(List of tasks)
[1] In the cyber defense article, translate this sentence into Spanish: "Types of human error include skill-based errors and decision-based errors."
[2] According to the cyber defense article, how many out of 20 successful attacks come down to easily preventable human error?
[3] Retype the part of the cyber defense article between "A decision-based error" and "any breach attempts.", inclusive.

(Passage shown)
▽

The Last Lines of Cyber Defense
When it comes to cybersecurity, the weakest link is almost always humans. Whether you’re attacked on your home network, or your company encounters a serious security breach, 19 out of 20 successful attacks come down to easily preventable human error.
What is human error?
Human error in the context of security can mean either unintentional action, or lack of action. Proper training and constant reminders of best practices is vital to preventing most cyberattacks and protecting networks, systems and databases.
Types of human error include skill-based errors and decision-based errors. You can defend against both with proper habit-forming and continual refresher training on reducing cybersecurity risks.
A skills-based error happens when you are performing a familiar task, but make a small mistake. This can be due to overtiredness, being on “autopilot,” forgetting a step in a series of steps or being distracted by other things going on around you.
A decision-based error happens when you don’t have all the information to make the best decision, you’re in an unfamiliar scenario, someone tricks you into giving them information or you fail to take an action because of indecision.
Preventing errors is less complicated and less expensive than trying to manage the fallout from a security breach. Whether you are at home or at work, you can implement safety protocols to help minimize risk and reduce the possibility of errors allowing unauthorized access to systems, accounts and data.
Defend your devices
Ensure that you have high-quality antivirus and antimalware programs installed and running. Enable automatic software updates, and check your system regularly for notifications about new security patches and bug fixes. Review logs as well to familiarize yourself with any breach attempts.
Use best practices with passwords and network access. A password manager can make it easier to protect your logins without having to remember multiple long strings of alphanumeric characters.
Safeguard your identity
Regularly check your bank account statements, credit card statements and credit reports to see if unidentified charges or changes have been made or new accounts have been opened in your name. Early identification of identity theft and quick action can help protect your finances and your credit.
If you find transactions you didn’t initiate or information you didn’t generate, act swiftly to change passwords, cancel credit cards and begin the identity recovery process. Being proactive can prevent the most damaging effects of ID theft.

△

(Listed entries)

▽

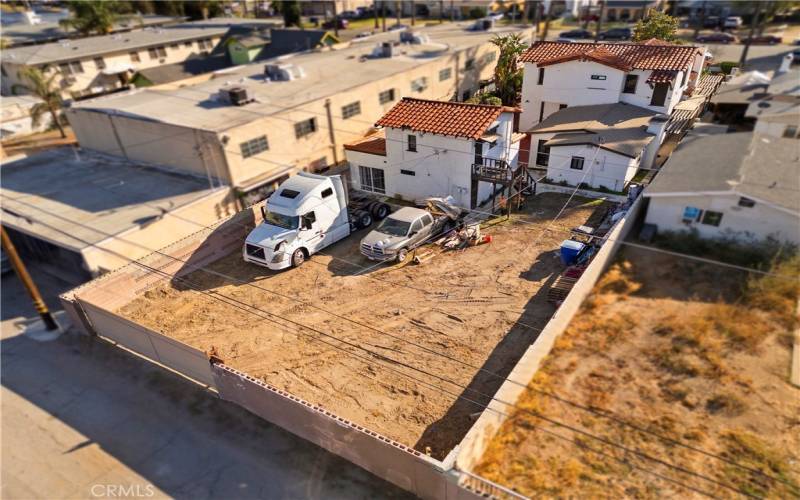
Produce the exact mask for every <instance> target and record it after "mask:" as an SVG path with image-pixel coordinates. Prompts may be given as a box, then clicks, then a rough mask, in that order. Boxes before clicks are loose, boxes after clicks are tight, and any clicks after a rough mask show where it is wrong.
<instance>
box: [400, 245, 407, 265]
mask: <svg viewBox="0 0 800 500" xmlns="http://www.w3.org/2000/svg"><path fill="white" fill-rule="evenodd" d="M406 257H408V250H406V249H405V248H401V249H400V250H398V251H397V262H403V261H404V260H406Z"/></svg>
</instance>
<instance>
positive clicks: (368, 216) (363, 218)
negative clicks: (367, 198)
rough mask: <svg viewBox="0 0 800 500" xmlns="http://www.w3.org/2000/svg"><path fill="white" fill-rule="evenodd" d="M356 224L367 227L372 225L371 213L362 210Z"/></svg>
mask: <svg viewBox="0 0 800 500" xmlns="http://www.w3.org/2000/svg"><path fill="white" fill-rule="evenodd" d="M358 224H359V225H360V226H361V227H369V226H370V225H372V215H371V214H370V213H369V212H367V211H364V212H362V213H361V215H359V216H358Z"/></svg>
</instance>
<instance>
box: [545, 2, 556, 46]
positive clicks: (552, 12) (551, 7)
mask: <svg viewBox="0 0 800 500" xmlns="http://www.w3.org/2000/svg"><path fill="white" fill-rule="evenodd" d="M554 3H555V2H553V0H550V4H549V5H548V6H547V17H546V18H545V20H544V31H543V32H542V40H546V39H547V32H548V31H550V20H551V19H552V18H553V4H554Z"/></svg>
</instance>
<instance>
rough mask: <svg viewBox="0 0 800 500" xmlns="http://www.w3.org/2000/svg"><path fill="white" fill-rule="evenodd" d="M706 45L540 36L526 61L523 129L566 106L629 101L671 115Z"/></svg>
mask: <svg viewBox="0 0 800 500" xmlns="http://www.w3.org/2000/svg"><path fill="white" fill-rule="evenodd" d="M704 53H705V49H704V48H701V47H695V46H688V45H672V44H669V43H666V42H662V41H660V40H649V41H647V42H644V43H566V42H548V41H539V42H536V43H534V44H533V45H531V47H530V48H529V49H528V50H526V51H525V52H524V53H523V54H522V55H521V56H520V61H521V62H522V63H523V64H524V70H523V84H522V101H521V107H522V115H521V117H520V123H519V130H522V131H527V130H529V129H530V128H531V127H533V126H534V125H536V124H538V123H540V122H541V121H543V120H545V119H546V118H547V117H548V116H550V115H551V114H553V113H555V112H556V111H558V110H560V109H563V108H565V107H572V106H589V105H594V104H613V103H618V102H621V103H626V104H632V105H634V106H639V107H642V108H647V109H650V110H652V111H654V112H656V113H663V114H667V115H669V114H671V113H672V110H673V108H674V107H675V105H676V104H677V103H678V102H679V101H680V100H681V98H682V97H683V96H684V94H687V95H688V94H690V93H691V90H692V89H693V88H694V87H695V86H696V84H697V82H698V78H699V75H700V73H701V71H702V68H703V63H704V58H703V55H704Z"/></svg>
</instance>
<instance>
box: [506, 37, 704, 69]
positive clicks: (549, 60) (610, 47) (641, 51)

△

(Activity answers)
[1] Los tipos de error humano incluyen los errores basados en habilidades y los errores basados en decisiones.

[2] 19 out of 20.

[3]
A decision-based error happens when you don’t have all the information to make the best decision, you’re in an unfamiliar scenario, someone tricks you into giving them information or you fail to take an action because of indecision.
Preventing errors is less complicated and less expensive than trying to manage the fallout from a security breach. Whether you are at home or at work, you can implement safety protocols to help minimize risk and reduce the possibility of errors allowing unauthorized access to systems, accounts and data.
Defend your devices
Ensure that you have high-quality antivirus and antimalware programs installed and running. Enable automatic software updates, and check your system regularly for notifications about new security patches and bug fixes. Review logs as well to familiarize yourself with any breach attempts.